Requirements:
Can you update the records from their start up to and including the line with "1066L370 1036L359 1024L341", replacing "phone rear camera module" with "rear camera unit" and keeping everything else unchanged?

+++

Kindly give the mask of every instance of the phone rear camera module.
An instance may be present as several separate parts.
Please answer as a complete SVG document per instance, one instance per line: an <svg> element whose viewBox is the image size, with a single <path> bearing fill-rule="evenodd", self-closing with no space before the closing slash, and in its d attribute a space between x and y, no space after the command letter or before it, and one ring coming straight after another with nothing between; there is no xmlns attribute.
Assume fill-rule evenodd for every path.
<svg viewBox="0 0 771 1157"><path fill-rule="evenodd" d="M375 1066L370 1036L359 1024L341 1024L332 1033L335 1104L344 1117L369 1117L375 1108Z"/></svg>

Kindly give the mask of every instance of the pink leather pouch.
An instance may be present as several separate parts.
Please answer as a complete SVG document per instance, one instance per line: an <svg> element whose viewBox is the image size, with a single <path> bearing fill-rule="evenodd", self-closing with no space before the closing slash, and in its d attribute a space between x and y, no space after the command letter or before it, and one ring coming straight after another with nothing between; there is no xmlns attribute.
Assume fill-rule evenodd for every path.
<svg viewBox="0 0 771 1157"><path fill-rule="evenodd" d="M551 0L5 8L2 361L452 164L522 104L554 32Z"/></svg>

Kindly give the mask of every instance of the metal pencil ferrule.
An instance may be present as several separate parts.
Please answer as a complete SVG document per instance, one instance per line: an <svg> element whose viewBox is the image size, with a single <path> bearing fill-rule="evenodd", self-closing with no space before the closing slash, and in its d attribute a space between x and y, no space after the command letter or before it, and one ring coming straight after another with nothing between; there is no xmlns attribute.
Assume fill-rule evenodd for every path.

+++

Solution below:
Kindly give the mask of every instance of the rear camera unit.
An instance may be present as several separate parts.
Please answer as a complete SVG document per instance, one instance per line: an <svg> element whose viewBox is the image size, with a single <path> bearing fill-rule="evenodd", self-closing with no space before the closing slash, and in its d attribute a space between x and y, no space after the command letter or before it, and one ring coming straight after another with nothing between; there is no xmlns attribute.
Assume fill-rule evenodd for every path.
<svg viewBox="0 0 771 1157"><path fill-rule="evenodd" d="M375 1066L370 1036L359 1024L341 1024L332 1033L335 1104L344 1117L369 1117L375 1108Z"/></svg>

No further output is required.